* Exercices à faire:
[a] D'après l'extrait sur la vigilance, que fait Satan à un homme avant de le faire chuter ?
[b] Écrivez la suite de l'extrait sur la vigilance, à partir de sa dernière phrase.

Arrache, Seigneur, le
sommeil de nos sens,
il paralyse notre
vigilance. Accorde-nous, ô Dieu,
d'être éveillés, afin que
nous sachions comment nous tenir en ta Présence
au temps de la prière et
accueillir le pardon de nos péchés.
Il s'agit donc bien de nous réveiller du
sommeil de l'inattention. Saint Paul va cependant encore plus loin que le
sommeil ordinaire, il y voit la mort elle-même:
Eveille-toi, toi qui
dors, lève-toi d'entre les morts, et le Christ t'illuminera! (Eph 5,14).
L'appel est donc clair: lève-toi, fais attention à toi-même ! Retourne à
la vigilance pour découvrir où tu en es. Eveille-toi et laisse les œuvres des
ténèbres ! Alors le Christ t'illuminera et tu passeras de la mort à la vie...
Père Alphonse: La vigilance
semble être le fond commun de toutes les Traditions spirituelles de l'humanité.
Elle est le nerf de la vie tout court. Sans elle il n'y a rien. On dit
communément que le progrès d'un homme dépend de la puissance de sa
concentration. Bouddha l’ affirmait :
La vigilance est la voie
de l'immortalité, l'inattention la voie de la mort.
Soyez éveillés parmi les
endormis.
La conscience de soi et la présence au présent est alors le chemin même
vers Dieu et nous sort de tout ce qui nous sépare de Lui, c'est-à-dire du «
péché ». Le mot « péché » est difficilement accepté aujourd'hui, à cause de son
aspect moral et culpabilisant, mais vous lui donnez une toute autre dimension
en le définissant comme une mort de l'âme...
Amba Shenouda: Le pécheur
est narcosé, abruti. Il ne sait pas qui il est ni ce qu'il fait. Hors de son
axe, déraciné, il se jette dans le malheur. L'enfant prodigue a pris conscience
du tragique de cette situation et s'est éveillé quand il est rentré en lui-même (Lc 15,17).
L'homme pécheur est dans un tourbillon, où il oublie son propre esprit, il
oublie Dieu, il oublie ses principes et ses idéaux: endormi, il ne sait plus ce
qui est vrai. Malgré tout, il est persuadé, quant à lui, de sa grande
vigilance: n'occupe-t-il pas le monde entier par son activité fébrile et sa
volonté de puissance! Les anges le regardent en disant: «Pour combien de temps
encore cet homme reste-t-il dans son sommeil?» Il a besoin de quelqu'un qui le
réveille, qui réveille sa conscience d'entre les morts, pour que le Christ
irradie en lui sa Lumière.
Satan, c'est bien connu, endort d'abord la conscience d'un homme pour le
faire chuter ensuite. Par une ruse quelconque, il cherche à le conduire dans un
état second, de rêverie et d'inattention.

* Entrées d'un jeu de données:

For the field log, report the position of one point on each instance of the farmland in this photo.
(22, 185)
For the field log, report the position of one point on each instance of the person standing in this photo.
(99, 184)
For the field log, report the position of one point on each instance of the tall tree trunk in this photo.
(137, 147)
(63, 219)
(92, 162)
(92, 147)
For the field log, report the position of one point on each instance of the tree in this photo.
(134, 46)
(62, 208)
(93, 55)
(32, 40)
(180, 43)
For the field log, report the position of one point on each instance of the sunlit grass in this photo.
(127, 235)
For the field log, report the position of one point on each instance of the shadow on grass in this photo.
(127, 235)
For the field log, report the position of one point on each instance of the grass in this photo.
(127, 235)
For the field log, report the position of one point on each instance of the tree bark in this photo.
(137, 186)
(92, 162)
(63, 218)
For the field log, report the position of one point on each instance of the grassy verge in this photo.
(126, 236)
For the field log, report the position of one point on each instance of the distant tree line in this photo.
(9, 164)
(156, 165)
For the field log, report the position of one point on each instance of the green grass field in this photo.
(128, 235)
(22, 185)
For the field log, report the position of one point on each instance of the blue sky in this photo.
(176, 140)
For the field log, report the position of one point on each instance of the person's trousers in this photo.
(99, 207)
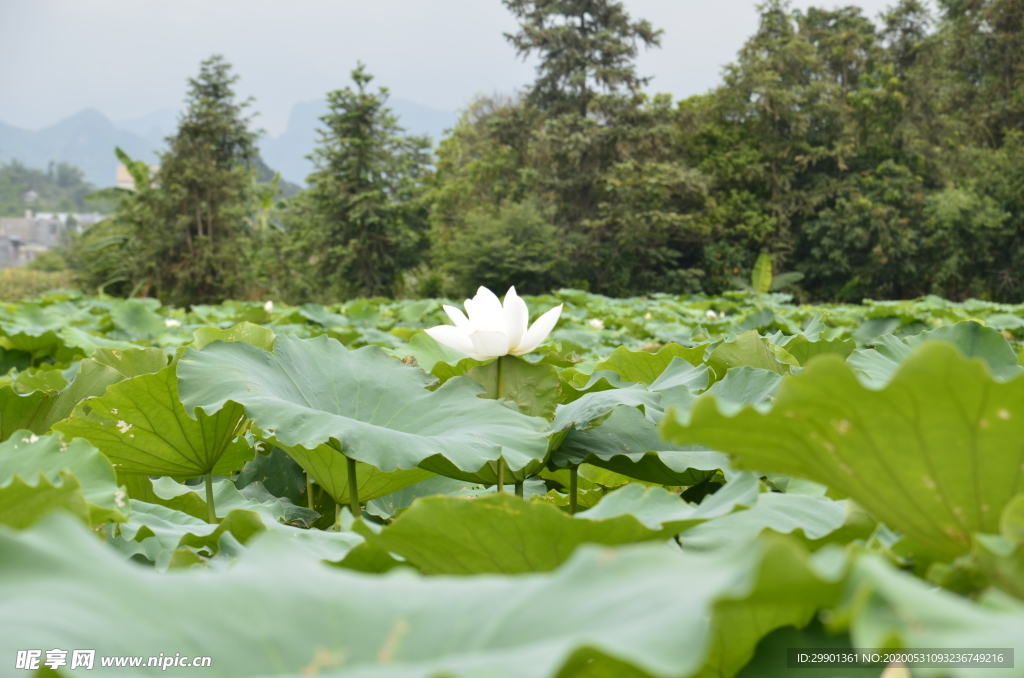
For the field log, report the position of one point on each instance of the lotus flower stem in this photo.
(211, 512)
(500, 396)
(353, 491)
(573, 482)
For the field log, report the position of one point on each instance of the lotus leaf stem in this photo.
(573, 486)
(211, 512)
(353, 491)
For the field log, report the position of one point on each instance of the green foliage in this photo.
(358, 225)
(185, 236)
(885, 499)
(518, 246)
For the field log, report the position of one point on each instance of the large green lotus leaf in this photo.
(135, 320)
(39, 411)
(314, 391)
(739, 627)
(534, 388)
(243, 332)
(816, 517)
(663, 510)
(53, 470)
(166, 493)
(642, 607)
(279, 473)
(34, 329)
(192, 499)
(28, 412)
(131, 362)
(12, 358)
(498, 534)
(749, 349)
(88, 343)
(577, 384)
(892, 608)
(771, 658)
(592, 407)
(681, 377)
(644, 368)
(627, 442)
(805, 349)
(877, 366)
(387, 506)
(157, 532)
(932, 455)
(39, 379)
(141, 426)
(436, 358)
(23, 503)
(330, 469)
(743, 386)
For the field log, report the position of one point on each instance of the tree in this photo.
(586, 47)
(185, 236)
(360, 223)
(206, 182)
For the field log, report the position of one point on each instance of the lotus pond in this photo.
(665, 486)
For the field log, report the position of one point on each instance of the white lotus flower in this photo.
(493, 330)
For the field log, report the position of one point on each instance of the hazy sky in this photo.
(130, 57)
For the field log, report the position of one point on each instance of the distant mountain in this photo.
(154, 127)
(288, 152)
(87, 139)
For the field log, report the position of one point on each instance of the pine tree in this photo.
(359, 224)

* Résultats attendus:
[a] Il endort d'abord sa conscience.

[b]
Si le pécheur n'a plus le pouvoir de se réveiller par lui-même, alors il
lui faut l'intervention de quelqu'un d'autre. Dieu, de son côté, ne cesse de
frapper à sa porte:
Je me suis couché et j'ai dormi, puis je me suis réveillé,
car le Seigneur me tenait debout (Ps 3.6).
Rachel: L'homme se définit aussi
par son désir. Selon les motifs qui l'animent, il sera davantage terrestre ou
davantage céleste ou encore dans l'équilibre des deux, l'un transfigurant
l'autre. Et puis il y a bien des degrés dans la motivation de chacun à donner
un sens à sa vie. Cela va de l'athéisme absolu jusqu'à la sainteté, en passant
par toutes sortes d'idolâtries ou tout simplement la non-motivation, la négligence
et l'indifférence totale, ce qui mène droit à la dépression ou l'état
suicidaire. Quels sont pour vous, Amba Shenouda, les vrais motifs qui plongent
l'homme dans l'endormissement et la non-vie?
Amba Shenouda: Il y a, selon
moi, des motifs extérieurs et d'autres qui sont intérieurs, ceux qui
s'introduisent dans l'homme d'une façon insidieuse et presque imperceptible,
enfin des motifs qui le submergent comme un ouragan et occupent son cœur
totalement.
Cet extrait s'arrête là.